[INFORMATION PROVIDED Boundary: Start]

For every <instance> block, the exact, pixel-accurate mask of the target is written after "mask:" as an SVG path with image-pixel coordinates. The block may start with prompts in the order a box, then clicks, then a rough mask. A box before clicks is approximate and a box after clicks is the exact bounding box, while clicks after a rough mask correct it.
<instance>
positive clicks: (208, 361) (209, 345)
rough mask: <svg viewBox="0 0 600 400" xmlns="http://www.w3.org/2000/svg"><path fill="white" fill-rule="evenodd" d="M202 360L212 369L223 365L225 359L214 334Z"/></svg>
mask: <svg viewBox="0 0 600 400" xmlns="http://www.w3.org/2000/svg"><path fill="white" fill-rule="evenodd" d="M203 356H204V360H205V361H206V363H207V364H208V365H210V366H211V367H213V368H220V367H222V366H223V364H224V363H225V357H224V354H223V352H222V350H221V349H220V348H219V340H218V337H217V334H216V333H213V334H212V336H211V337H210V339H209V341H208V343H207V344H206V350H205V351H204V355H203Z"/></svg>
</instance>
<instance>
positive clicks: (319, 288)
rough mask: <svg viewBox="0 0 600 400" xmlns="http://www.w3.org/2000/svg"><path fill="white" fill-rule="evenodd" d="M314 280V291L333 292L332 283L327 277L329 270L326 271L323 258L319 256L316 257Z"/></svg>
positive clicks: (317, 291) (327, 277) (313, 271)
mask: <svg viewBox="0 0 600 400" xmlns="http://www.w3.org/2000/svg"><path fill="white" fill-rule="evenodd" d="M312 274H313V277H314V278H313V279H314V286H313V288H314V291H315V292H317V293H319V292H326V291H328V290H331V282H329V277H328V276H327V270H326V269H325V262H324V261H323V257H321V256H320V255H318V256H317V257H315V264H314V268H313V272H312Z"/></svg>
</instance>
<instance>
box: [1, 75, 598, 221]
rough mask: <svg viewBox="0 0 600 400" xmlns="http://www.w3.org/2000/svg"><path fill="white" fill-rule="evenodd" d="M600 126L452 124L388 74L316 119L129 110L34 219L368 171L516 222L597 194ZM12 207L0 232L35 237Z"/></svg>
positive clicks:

[INFORMATION PROVIDED Boundary: End]

— PROMPT —
Write out each entry again, leaving every word as it is.

— EXERCISE SOLUTION —
For every <instance> block, the exact, pixel-accurate mask of the target is written after "mask:" as an SVG path with image-pixel coordinates. The block may start with prompts in the order a box, then clicks, then a rough mask. A box before clicks is approximate and a box after clicks is the exact bounding box, while clicks after a rough mask correct it.
<instance>
positive clicks: (208, 361) (209, 345)
rough mask: <svg viewBox="0 0 600 400" xmlns="http://www.w3.org/2000/svg"><path fill="white" fill-rule="evenodd" d="M202 360L212 369L223 365L225 359L214 334Z"/></svg>
mask: <svg viewBox="0 0 600 400" xmlns="http://www.w3.org/2000/svg"><path fill="white" fill-rule="evenodd" d="M203 356H204V360H205V361H206V363H207V364H208V365H210V366H211V367H213V368H220V367H222V366H223V364H224V363H225V357H224V354H223V352H222V350H221V349H220V348H219V340H218V337H217V334H216V333H213V334H212V336H211V337H210V339H209V341H208V343H207V344H206V350H205V351H204V355H203Z"/></svg>
</instance>
<instance>
positive clicks: (319, 288)
rough mask: <svg viewBox="0 0 600 400" xmlns="http://www.w3.org/2000/svg"><path fill="white" fill-rule="evenodd" d="M314 280V291L333 292L332 283L327 277L329 270L326 271L323 258L319 256L316 257Z"/></svg>
positive clicks: (317, 291) (327, 277) (313, 271)
mask: <svg viewBox="0 0 600 400" xmlns="http://www.w3.org/2000/svg"><path fill="white" fill-rule="evenodd" d="M312 274H313V277H314V278H313V279H314V286H313V288H314V291H315V292H317V293H319V292H326V291H328V290H331V282H329V277H328V276H327V270H326V269H325V262H324V261H323V257H321V256H320V255H318V256H317V257H315V264H314V268H313V272H312Z"/></svg>
</instance>
<instance>
box: [1, 75, 598, 221]
rough mask: <svg viewBox="0 0 600 400" xmlns="http://www.w3.org/2000/svg"><path fill="white" fill-rule="evenodd" d="M600 126L452 124L388 74L316 119L129 110L34 219L368 171L516 222L597 194ZM12 207L0 232L35 237Z"/></svg>
positive clicks:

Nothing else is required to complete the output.